Executive acknowledges that, absent this Release becoming effective, Executive would not be entitled to the Retirement Benefits. 

  

	 	(b)	 Notwithstanding the initial effectiveness of the Release, Executive may revoke the execution and delivery (and
therefore the effectiveness) of the Release within the seven-day period beginning on the date Executive delivers the executed Release to the Company (such seven-day
period being referred to herein as the “Release Revocation Period”). To be effective, such revocation must be in writing signed by Executive and must be delivered to Company before 11:59 p.m., Central Standard time, on the last day of the
Release Revocation Period. 

 In the event of such revocation by Executive, the Retirement Agreement (including Paragraph 5 thereof) shall
remain in full force and effect, except that the Release shall not be effective, and Executive shall not have any rights, and the Company shall not have any obligations, to pay or provide the Retirement Benefits. Provided that Executive does not
revoke his consent to the Release within the Release Revocation Period, the Release shall become effective on the eighth (8th) calendar day after the date upon which he executes this Release (the “Release Effective Date”). 

IN WITNESS WHEREOF, the undersigned has executed this Release as of _________    , 2022.

→ Data listing
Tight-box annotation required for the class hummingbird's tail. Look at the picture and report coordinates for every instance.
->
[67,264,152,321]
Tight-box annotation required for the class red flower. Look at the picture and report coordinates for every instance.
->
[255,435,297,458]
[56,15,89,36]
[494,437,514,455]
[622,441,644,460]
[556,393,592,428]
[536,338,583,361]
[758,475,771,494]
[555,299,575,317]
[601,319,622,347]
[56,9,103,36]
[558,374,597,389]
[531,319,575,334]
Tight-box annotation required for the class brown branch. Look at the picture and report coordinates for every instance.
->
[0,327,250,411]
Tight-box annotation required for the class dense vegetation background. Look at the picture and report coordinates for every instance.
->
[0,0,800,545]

→ Using the information
1 – Answer these questions from the release excerpt.
(a) How long is the Release Revocation Period, and when does it begin?
(b) By what time on the last day of that period must a revocation be delivered?
(c) On what day does the Release become effective if it is not revoked?
2 – For each statement, say whether it agrees with the release excerpt. Answer yes or no, and quote the words from the excerpt that decide it.
(a) Executive may revoke the Release orally.
(b) If Executive revokes the Release, the Retirement Agreement ends entirely.
(c) Executive would not be entitled to the Retirement Benefits unless the Release becomes effective.

→ Answers by task
1 –
(a) It is a seven-day period beginning on the date Executive delivers the executed Release to the Company.
(b) Before 11:59 p.m., Central Standard time.
(c) On the eighth (8th) calendar day after the date the Release is executed.

2 –
(a) No: "such revocation must be in writing signed by Executive"
(b) No: "the Retirement Agreement (including Paragraph 5 thereof) shall remain in full force and effect"
(c) Yes: "absent this Release becoming effective, Executive would not be entitled to the Retirement Benefits"